# [Data to process]
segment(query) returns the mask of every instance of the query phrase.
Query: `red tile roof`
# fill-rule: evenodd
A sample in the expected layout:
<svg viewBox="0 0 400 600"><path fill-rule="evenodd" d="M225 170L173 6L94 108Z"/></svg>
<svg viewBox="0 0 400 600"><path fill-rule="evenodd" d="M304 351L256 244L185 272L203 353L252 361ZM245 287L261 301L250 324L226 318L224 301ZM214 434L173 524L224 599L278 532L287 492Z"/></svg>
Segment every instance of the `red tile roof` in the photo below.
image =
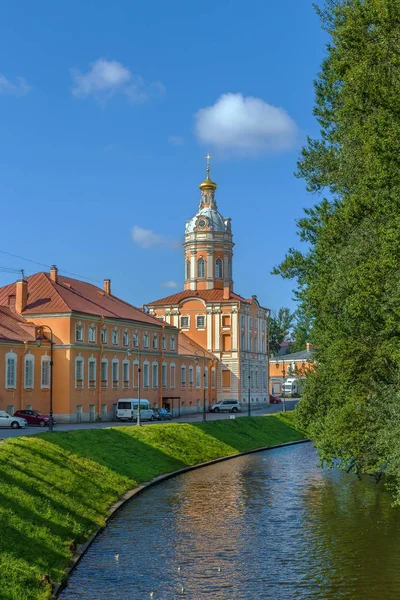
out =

# [Problem statement]
In the entries above, copy each line that contains the string "fill".

# [Result for this task]
# fill-rule: evenodd
<svg viewBox="0 0 400 600"><path fill-rule="evenodd" d="M225 170L173 6L94 108Z"/></svg>
<svg viewBox="0 0 400 600"><path fill-rule="evenodd" d="M304 351L256 244L185 272L203 353L252 361ZM245 287L261 301L250 324L226 318L224 301ZM214 434L173 524L224 599L278 532L287 492Z"/></svg>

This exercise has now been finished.